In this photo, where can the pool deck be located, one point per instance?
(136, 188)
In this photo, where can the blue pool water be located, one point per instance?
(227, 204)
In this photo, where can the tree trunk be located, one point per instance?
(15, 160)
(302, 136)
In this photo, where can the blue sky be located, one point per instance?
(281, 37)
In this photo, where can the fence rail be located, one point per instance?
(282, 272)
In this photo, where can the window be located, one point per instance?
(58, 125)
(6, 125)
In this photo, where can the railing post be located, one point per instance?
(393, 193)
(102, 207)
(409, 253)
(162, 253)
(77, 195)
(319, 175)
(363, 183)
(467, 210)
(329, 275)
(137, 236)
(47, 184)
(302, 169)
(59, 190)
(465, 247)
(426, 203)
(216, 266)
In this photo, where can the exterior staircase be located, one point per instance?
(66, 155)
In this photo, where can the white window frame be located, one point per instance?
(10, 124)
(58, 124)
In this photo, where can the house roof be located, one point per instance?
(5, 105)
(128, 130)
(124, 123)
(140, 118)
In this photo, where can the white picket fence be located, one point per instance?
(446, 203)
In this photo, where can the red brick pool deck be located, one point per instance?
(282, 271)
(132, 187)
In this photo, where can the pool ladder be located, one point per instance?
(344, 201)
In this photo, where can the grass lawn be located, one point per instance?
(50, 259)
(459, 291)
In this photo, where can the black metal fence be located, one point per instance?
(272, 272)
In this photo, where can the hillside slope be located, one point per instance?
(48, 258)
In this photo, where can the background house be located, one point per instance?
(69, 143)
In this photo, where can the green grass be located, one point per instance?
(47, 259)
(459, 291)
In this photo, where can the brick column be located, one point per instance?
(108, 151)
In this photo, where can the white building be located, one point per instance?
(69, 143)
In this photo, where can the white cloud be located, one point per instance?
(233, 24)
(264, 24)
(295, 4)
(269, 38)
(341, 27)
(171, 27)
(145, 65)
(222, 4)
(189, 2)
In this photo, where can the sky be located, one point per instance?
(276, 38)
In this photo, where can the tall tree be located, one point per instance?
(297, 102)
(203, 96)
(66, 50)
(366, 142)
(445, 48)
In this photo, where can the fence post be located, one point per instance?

§ **Task to complete**
Output every line of the listing exactly as written.

§ **Answer space**
In this photo, where can the pool deck be located, one point per instance?
(136, 188)
In this photo, where can the blue pool water be located, one point per instance?
(227, 204)
In this photo, where can the tree trunk be located, one point per instance?
(15, 160)
(302, 136)
In this photo, where can the blue sky be located, one point per instance?
(281, 37)
In this photo, where can the fence rail be located, one point per instance?
(282, 272)
In this photo, where can the window be located, one point per instance?
(58, 125)
(6, 125)
In this photo, where can the railing post be located, one point per instance?
(393, 193)
(102, 207)
(409, 253)
(162, 253)
(77, 195)
(319, 175)
(363, 183)
(467, 210)
(329, 275)
(137, 236)
(47, 184)
(302, 169)
(59, 190)
(465, 247)
(426, 203)
(216, 266)
In this photo, where can the exterior staircase be located, one point per instance?
(66, 155)
In this photo, where can the white window frame be located, one point per instance?
(10, 124)
(58, 124)
In this photo, where can the house roof be located, one point per instance?
(5, 105)
(128, 130)
(124, 123)
(140, 118)
In this photo, where can the white picket fence be located, one point per instance?
(446, 203)
In this photo, where can the red brick pool deck be located, one point per instance?
(282, 271)
(132, 187)
In this photo, where can the pool ladder be located, one point per instance?
(344, 201)
In this photo, where can the grass lawn be located, one point per instance?
(50, 259)
(459, 291)
In this photo, where can the black metal fence be located, one point per instance?
(272, 272)
In this photo, where can the hillside slope be located, one point per instance?
(48, 258)
In this photo, where can the background house be located, one point per instance?
(69, 143)
In this photo, where can the green grass be located, one point per instance?
(47, 259)
(459, 291)
In this photo, where can the brick column be located, one point per instance?
(108, 151)
In this photo, where can the white building be located, one point per instance?
(69, 143)
In this photo, where can the white cloud be located, one point per instance?
(233, 24)
(264, 24)
(295, 4)
(269, 38)
(341, 27)
(171, 27)
(145, 65)
(222, 4)
(189, 2)
In this photo, where can the sky be located, one point per instance?
(276, 38)
In this photo, where can the tall tree be located, one point per instance?
(297, 102)
(203, 96)
(66, 50)
(366, 142)
(445, 48)
In this photo, where can the fence post be located, one point per instance?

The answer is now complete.